§ **REQUIREMENT**
Retype every line of the data below without changing a single character.

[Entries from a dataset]
________

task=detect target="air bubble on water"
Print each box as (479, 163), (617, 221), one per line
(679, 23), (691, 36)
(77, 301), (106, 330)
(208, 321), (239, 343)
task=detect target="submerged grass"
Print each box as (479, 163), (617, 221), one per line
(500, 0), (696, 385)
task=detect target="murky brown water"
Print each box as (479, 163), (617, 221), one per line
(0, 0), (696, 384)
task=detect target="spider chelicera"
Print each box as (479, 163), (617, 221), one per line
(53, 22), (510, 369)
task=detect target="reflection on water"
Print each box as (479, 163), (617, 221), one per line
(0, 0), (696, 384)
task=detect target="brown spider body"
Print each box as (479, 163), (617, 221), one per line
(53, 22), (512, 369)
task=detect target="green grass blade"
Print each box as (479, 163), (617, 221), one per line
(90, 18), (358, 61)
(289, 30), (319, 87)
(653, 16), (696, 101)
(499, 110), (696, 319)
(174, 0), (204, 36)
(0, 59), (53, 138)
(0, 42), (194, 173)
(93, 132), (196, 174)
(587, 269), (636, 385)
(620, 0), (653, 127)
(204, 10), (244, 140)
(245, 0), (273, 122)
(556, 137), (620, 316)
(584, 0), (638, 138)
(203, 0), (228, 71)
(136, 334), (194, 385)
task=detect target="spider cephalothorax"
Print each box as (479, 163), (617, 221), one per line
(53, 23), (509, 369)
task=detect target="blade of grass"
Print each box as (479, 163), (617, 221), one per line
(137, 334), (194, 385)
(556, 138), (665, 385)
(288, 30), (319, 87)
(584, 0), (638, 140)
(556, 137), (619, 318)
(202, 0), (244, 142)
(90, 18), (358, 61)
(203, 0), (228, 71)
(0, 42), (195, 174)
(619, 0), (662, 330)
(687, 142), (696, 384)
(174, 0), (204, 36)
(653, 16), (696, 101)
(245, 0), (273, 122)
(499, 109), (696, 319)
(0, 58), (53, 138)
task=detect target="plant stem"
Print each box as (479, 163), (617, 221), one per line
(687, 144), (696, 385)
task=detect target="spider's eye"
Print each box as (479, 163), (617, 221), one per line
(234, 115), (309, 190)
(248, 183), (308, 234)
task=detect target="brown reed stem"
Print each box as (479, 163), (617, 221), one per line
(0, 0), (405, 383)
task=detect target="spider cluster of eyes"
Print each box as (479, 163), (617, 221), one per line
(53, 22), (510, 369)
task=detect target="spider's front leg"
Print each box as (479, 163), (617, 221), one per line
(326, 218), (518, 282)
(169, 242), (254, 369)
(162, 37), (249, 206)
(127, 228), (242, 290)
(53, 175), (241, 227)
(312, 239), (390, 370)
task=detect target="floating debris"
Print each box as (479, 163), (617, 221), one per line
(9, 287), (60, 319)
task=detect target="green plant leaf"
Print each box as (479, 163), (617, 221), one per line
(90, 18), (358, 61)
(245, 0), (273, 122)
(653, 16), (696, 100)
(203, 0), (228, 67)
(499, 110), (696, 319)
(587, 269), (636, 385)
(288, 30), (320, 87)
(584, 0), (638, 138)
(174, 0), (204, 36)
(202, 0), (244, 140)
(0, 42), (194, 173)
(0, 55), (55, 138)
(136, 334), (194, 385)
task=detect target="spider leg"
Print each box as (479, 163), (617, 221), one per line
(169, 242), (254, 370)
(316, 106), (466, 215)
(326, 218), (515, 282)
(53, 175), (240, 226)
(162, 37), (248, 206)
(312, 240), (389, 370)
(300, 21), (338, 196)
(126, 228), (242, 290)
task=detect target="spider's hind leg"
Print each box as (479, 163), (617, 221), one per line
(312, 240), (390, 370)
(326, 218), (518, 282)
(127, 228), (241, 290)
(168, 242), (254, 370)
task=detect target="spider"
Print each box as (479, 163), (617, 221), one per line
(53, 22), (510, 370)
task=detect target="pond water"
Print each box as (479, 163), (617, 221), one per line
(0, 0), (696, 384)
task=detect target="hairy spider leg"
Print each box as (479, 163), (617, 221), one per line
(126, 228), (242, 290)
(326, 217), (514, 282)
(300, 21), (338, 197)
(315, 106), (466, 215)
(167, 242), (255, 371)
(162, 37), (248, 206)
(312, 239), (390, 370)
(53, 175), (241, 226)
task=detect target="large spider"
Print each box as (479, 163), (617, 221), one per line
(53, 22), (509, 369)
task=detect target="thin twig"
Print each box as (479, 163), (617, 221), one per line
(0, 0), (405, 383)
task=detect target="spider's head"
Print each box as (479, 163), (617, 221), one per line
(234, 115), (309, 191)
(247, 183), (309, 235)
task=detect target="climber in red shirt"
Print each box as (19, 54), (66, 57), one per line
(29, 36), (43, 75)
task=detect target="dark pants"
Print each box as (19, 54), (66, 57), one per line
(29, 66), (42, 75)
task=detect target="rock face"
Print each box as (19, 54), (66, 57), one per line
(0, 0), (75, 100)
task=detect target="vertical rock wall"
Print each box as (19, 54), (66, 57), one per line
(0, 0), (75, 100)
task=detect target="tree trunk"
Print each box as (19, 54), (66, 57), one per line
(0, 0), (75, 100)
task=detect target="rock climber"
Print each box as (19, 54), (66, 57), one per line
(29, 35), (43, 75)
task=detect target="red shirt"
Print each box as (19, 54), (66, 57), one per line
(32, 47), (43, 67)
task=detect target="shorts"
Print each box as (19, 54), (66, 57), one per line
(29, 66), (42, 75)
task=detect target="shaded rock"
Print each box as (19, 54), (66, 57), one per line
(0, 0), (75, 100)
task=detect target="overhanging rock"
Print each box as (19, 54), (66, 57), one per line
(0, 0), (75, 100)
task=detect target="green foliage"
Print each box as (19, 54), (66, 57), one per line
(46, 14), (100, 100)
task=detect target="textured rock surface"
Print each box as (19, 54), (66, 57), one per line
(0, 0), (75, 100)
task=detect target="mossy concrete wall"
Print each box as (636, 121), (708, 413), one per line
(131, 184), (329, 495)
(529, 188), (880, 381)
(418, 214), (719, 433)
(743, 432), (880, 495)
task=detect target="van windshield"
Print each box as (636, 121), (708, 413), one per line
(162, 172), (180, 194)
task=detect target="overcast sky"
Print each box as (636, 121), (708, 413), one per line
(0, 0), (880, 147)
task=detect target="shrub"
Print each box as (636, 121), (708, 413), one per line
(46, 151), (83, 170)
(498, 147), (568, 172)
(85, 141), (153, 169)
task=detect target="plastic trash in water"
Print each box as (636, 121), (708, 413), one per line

________

§ **RESPONSE TO THE TASK**
task=detect target="air bubble on water"
Print each box as (479, 163), (617, 221), one per line
(679, 23), (691, 36)
(77, 301), (106, 330)
(208, 321), (239, 343)
task=detect target="submerged grass"
Print each box as (479, 163), (617, 221), one per line
(500, 0), (696, 385)
task=detect target="murky brown water"
Print each box as (479, 163), (617, 221), one per line
(0, 0), (696, 384)
task=detect target="spider chelicera"
Print each box as (479, 163), (617, 221), one per line
(53, 22), (510, 369)
task=detect target="reflection on water"
Print each box as (479, 163), (617, 221), one per line
(0, 0), (696, 384)
task=detect target="brown spider body"
Print each box as (479, 163), (617, 221), one per line
(53, 22), (512, 369)
task=detect target="green grass blade"
Print each box as (479, 163), (617, 221), one per line
(90, 18), (358, 61)
(289, 30), (319, 87)
(653, 16), (696, 101)
(499, 110), (696, 319)
(174, 0), (204, 36)
(0, 59), (53, 138)
(0, 42), (194, 173)
(93, 132), (196, 174)
(587, 269), (636, 385)
(620, 0), (653, 127)
(204, 10), (244, 140)
(245, 0), (273, 122)
(556, 137), (620, 316)
(584, 0), (638, 138)
(203, 0), (228, 71)
(136, 334), (194, 385)
task=detect target="spider cephalothorax"
Print each box as (479, 163), (617, 221), one per line
(53, 23), (509, 369)
task=detect target="blade of grass"
Print each box as (479, 163), (617, 221), one per line
(137, 334), (194, 385)
(556, 138), (665, 385)
(288, 30), (319, 87)
(584, 0), (638, 140)
(556, 137), (619, 318)
(202, 0), (244, 142)
(90, 18), (358, 61)
(203, 0), (228, 71)
(0, 42), (195, 174)
(619, 0), (662, 330)
(687, 142), (696, 384)
(174, 0), (204, 36)
(653, 16), (696, 101)
(245, 0), (273, 122)
(499, 109), (696, 319)
(0, 58), (53, 138)
task=detect target="plant stem"
Print each box as (479, 163), (617, 221), one per line
(687, 144), (696, 385)
task=detect target="spider's eye"
Print each box as (479, 163), (617, 221), one per line
(234, 115), (309, 190)
(248, 183), (308, 234)
task=detect target="brown reed stem"
Print each box as (479, 163), (617, 221), one per line
(0, 0), (405, 383)
task=detect target="spider cluster of eyes"
Print each box as (479, 163), (617, 221), one per line
(53, 22), (510, 369)
task=detect target="spider's front leg"
Print each box as (479, 163), (617, 221), one per line
(326, 218), (518, 282)
(169, 242), (254, 369)
(162, 37), (249, 206)
(127, 228), (242, 290)
(53, 175), (241, 227)
(312, 239), (390, 370)
task=detect target="floating debris"
Print each box as (479, 163), (617, 221), one per line
(9, 287), (60, 319)
task=detect target="green plant leaf"
Print each box as (479, 163), (617, 221), one per line
(90, 18), (358, 61)
(245, 0), (273, 122)
(653, 16), (696, 100)
(203, 0), (228, 67)
(499, 110), (696, 319)
(587, 269), (636, 385)
(288, 30), (320, 87)
(584, 0), (638, 138)
(174, 0), (204, 36)
(202, 0), (244, 140)
(0, 42), (194, 173)
(0, 55), (55, 138)
(136, 334), (194, 385)
task=detect target="spider leg"
Print each box as (479, 163), (617, 221), one per line
(169, 242), (254, 370)
(316, 106), (466, 215)
(326, 218), (515, 282)
(53, 175), (240, 226)
(162, 37), (248, 206)
(312, 240), (389, 370)
(300, 21), (338, 196)
(126, 228), (242, 290)
task=detect target="spider's hind leg"
Print each box as (479, 163), (617, 221), one per line
(312, 240), (390, 370)
(326, 218), (518, 282)
(127, 228), (241, 290)
(168, 242), (254, 370)
task=detect target="spider"
Print each box as (479, 163), (617, 221), one per line
(53, 22), (510, 370)
task=detect target="pond water"
Print each box as (479, 163), (617, 221), one per line
(0, 0), (696, 384)
task=detect target="hairy spider leg"
Print each box as (479, 163), (617, 221), one per line
(126, 228), (242, 290)
(326, 217), (514, 282)
(300, 21), (338, 197)
(315, 106), (466, 215)
(167, 242), (255, 371)
(162, 37), (248, 206)
(312, 239), (390, 370)
(53, 175), (241, 226)
task=detect target="large spider"
Print each box as (479, 163), (617, 221), one per line
(53, 22), (509, 369)
task=detect target="thin twig"
Print each box as (479, 163), (617, 221), one per line
(0, 0), (405, 383)
task=detect target="spider's head"
Print each box as (479, 163), (617, 221), one per line
(234, 115), (309, 191)
(247, 183), (309, 235)
task=detect target="climber in red shirt"
Print each box as (19, 54), (66, 57), one per line
(29, 36), (43, 75)
task=detect target="dark pants"
Print each box as (19, 54), (66, 57), one per line
(29, 66), (42, 75)
task=detect target="rock face"
Print each box as (19, 54), (66, 57), one per line
(0, 0), (75, 100)
task=detect target="vertical rock wall"
Print each box as (19, 54), (66, 57), one per line
(0, 0), (75, 100)
task=detect target="tree trunk"
Print each box as (19, 54), (66, 57), one per line
(0, 0), (75, 100)
task=detect target="rock climber"
Print each box as (19, 54), (66, 57), one per line
(29, 35), (43, 75)
task=detect target="red shirt"
Print each box as (19, 54), (66, 57), one per line
(32, 47), (43, 67)
task=detect target="shorts"
Print each box as (19, 54), (66, 57), one per line
(29, 66), (42, 75)
task=detect target="shaded rock"
Print each box as (19, 54), (66, 57), one per line
(0, 0), (75, 100)
task=detect target="overhanging rock"
Print each box as (19, 54), (66, 57), one per line
(0, 0), (75, 100)
task=detect target="green foliage"
Print each box as (19, 54), (66, 57), one per line
(46, 14), (100, 100)
task=detect target="textured rock surface"
Print each box as (19, 54), (66, 57), one per line
(0, 0), (75, 100)
task=detect target="mossy concrete wall"
Print each box as (636, 121), (708, 413), one per line
(131, 184), (329, 495)
(529, 188), (880, 381)
(418, 214), (719, 433)
(743, 432), (880, 495)
task=detect target="van windshield"
Print each box as (636, 121), (708, 413), one per line
(162, 172), (180, 194)
task=detect target="overcast sky"
Print each box as (636, 121), (708, 413), one per line
(0, 0), (880, 147)
task=detect target="shrub"
Print each box as (636, 121), (708, 413), one per line
(46, 151), (83, 170)
(498, 147), (568, 172)
(85, 141), (153, 169)
task=detect target="plastic trash in water"
Print each box as (636, 121), (708, 413), one per line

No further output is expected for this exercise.